Assignment - Take the entries that follow and return exactly the lines from the one holding "of the eroded" through the one holding "x=563 y=314", both included. Nothing else is needed.

Data for analysis -
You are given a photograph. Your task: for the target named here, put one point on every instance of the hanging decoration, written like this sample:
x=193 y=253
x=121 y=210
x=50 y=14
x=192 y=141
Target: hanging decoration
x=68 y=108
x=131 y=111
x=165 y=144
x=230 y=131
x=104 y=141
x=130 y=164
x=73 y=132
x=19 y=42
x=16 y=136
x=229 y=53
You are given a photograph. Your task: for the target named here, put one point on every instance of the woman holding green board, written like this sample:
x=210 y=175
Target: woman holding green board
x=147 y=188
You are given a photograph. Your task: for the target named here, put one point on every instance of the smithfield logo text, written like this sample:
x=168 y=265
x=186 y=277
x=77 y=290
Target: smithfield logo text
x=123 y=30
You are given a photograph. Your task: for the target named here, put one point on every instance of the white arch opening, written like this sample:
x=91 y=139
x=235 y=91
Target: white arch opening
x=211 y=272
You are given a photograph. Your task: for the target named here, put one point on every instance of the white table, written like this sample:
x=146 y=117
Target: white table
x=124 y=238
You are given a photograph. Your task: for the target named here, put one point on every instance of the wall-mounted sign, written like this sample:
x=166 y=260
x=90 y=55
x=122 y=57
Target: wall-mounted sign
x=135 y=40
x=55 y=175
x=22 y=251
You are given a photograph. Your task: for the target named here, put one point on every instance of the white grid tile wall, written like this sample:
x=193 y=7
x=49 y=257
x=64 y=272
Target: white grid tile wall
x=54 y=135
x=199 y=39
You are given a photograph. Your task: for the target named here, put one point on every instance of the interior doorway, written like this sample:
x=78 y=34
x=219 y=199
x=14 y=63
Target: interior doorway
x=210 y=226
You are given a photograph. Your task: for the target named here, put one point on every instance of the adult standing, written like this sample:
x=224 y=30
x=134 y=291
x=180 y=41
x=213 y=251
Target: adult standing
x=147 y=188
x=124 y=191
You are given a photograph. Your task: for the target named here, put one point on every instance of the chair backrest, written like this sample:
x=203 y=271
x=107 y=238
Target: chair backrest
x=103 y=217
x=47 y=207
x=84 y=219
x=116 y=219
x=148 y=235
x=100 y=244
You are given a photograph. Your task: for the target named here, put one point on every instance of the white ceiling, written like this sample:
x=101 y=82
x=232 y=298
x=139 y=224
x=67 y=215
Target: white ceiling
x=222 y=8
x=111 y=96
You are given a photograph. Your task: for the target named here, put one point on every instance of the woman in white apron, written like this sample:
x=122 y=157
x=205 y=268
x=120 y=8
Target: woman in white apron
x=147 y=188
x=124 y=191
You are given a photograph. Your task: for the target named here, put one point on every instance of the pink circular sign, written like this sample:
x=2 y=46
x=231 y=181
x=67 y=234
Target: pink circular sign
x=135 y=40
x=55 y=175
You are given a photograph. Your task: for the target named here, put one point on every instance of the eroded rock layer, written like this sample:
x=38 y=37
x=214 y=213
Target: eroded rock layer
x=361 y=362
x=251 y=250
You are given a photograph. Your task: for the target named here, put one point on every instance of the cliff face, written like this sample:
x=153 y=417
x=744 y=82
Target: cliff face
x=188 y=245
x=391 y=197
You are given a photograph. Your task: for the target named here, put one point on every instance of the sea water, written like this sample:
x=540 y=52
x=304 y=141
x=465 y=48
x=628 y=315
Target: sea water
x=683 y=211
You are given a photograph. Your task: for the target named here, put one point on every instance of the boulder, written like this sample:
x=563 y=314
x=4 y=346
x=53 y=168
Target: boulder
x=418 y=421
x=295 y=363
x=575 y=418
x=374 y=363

Your solution -
You are given a photograph. Your task: for the target named here, put one point on every instance of the eroded rock layer, written like this sample:
x=38 y=37
x=214 y=213
Target: eroded rock layer
x=361 y=362
x=251 y=250
You are given a photograph. Your task: for the target named here, put one point on every instance of the cliff face, written like this sample:
x=153 y=417
x=744 y=82
Target: cliff face
x=188 y=245
x=391 y=197
You are given a photograph. Your task: for the target named here, put one point on every instance of the sea water, written like this sample:
x=540 y=52
x=304 y=141
x=465 y=48
x=628 y=315
Target: sea water
x=683 y=211
You are given a photograph. Your task: for the target named here, put one point on every instance of the boulder, written like this sample:
x=563 y=314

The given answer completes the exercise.